**RECORD EXTRACTS:**

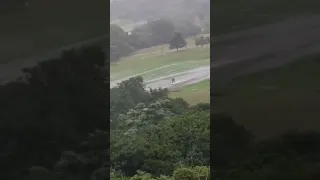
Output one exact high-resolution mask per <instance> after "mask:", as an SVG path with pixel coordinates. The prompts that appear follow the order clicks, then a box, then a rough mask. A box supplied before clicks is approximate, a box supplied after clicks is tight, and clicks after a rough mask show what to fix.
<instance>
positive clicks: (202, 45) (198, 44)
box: [194, 36, 210, 47]
mask: <svg viewBox="0 0 320 180" xmlns="http://www.w3.org/2000/svg"><path fill="white" fill-rule="evenodd" d="M194 44H195V45H196V46H197V47H198V46H203V45H206V44H210V36H208V37H204V36H200V37H196V38H195V40H194Z"/></svg>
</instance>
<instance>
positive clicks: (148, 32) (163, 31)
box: [110, 19, 201, 61]
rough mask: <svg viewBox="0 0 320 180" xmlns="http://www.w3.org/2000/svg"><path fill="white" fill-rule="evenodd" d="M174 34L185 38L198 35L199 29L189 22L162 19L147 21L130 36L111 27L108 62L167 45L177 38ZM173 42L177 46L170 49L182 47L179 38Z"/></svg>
mask: <svg viewBox="0 0 320 180" xmlns="http://www.w3.org/2000/svg"><path fill="white" fill-rule="evenodd" d="M176 32H179V34H180V35H183V36H185V37H187V36H194V35H197V34H199V33H200V32H201V29H200V28H199V27H197V26H195V25H194V24H192V23H190V22H189V21H179V23H176V24H174V23H173V22H172V21H169V20H164V19H160V20H155V21H149V22H148V23H146V24H144V25H141V26H139V27H136V28H134V29H133V30H132V31H131V32H130V34H128V33H127V32H125V31H124V30H123V29H122V28H120V27H119V26H117V25H111V26H110V39H111V41H110V52H111V54H110V56H111V59H110V61H117V60H119V59H120V58H121V57H123V56H127V55H129V54H130V53H132V52H134V51H136V50H139V49H142V48H148V47H151V46H156V45H160V44H169V43H170V41H171V40H172V38H175V37H176V36H177V33H176ZM180 39H181V38H180ZM174 42H177V43H178V44H174V45H173V46H172V48H177V47H178V48H181V47H184V45H183V43H182V41H180V42H179V38H178V39H176V40H175V41H174ZM170 44H171V43H170Z"/></svg>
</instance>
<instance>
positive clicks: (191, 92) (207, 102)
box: [169, 80, 210, 105]
mask: <svg viewBox="0 0 320 180" xmlns="http://www.w3.org/2000/svg"><path fill="white" fill-rule="evenodd" d="M169 97H171V98H177V97H181V98H183V99H184V100H186V101H187V102H188V103H189V104H190V105H195V104H198V103H210V80H205V81H201V82H199V83H196V84H190V85H187V86H184V87H182V89H181V90H180V91H175V92H170V94H169Z"/></svg>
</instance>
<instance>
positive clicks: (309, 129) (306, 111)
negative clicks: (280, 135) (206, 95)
mask: <svg viewBox="0 0 320 180" xmlns="http://www.w3.org/2000/svg"><path fill="white" fill-rule="evenodd" d="M319 69H320V55H313V56H308V57H305V58H303V59H300V60H297V61H294V62H293V63H291V64H288V65H285V66H283V67H281V68H277V69H272V70H268V71H263V72H259V73H255V74H251V75H246V76H242V77H238V78H235V79H234V80H233V81H231V82H229V83H228V84H224V85H223V86H221V87H214V89H213V91H214V92H217V94H219V93H218V92H223V93H222V94H220V95H219V96H213V97H211V98H213V104H212V108H213V109H214V111H217V112H226V113H228V114H230V115H231V116H232V117H233V118H234V119H235V121H236V122H238V123H239V124H243V125H244V126H245V127H246V128H248V129H250V130H252V131H253V132H254V133H255V134H256V135H257V137H258V138H261V139H264V138H268V137H272V136H276V135H279V134H280V133H283V132H284V131H287V130H300V131H303V130H320V121H319V118H320V111H319V107H320V83H319V79H320V71H319Z"/></svg>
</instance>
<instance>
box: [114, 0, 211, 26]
mask: <svg viewBox="0 0 320 180" xmlns="http://www.w3.org/2000/svg"><path fill="white" fill-rule="evenodd" d="M110 11H111V19H112V20H115V19H126V20H132V21H145V20H153V19H159V18H170V19H196V18H199V19H200V20H204V19H207V20H209V18H210V0H174V1H172V0H161V1H158V0H134V1H133V0H110Z"/></svg>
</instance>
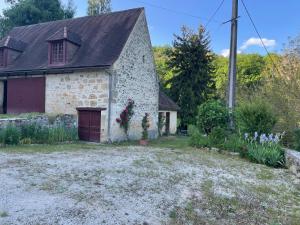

**WORK REQUIRED:**
When you transcribe the entries above, begin at their first line, end with the line containing "box: [110, 19, 201, 61]", and copy each line exactly without any picture.

**TASK ANSWER:**
Output one exact high-resolution mask per <instance> after "mask:", as an SVG path with pixel coordinates. The prompts that appear follow the order clicks, then a box, then a rough mask. A box supplied before clicks is approximate, a box supplied after clicks is tight, and clicks after a rough mask show what to fix.
<instance>
positive clicks: (202, 45) (198, 44)
box: [194, 36, 210, 47]
mask: <svg viewBox="0 0 320 180" xmlns="http://www.w3.org/2000/svg"><path fill="white" fill-rule="evenodd" d="M194 44H195V45H196V46H197V47H198V46H203V45H206V44H210V36H208V37H204V36H200V37H196V38H195V40H194Z"/></svg>
</instance>
<instance>
positive clicks: (148, 32) (163, 31)
box: [110, 19, 201, 61]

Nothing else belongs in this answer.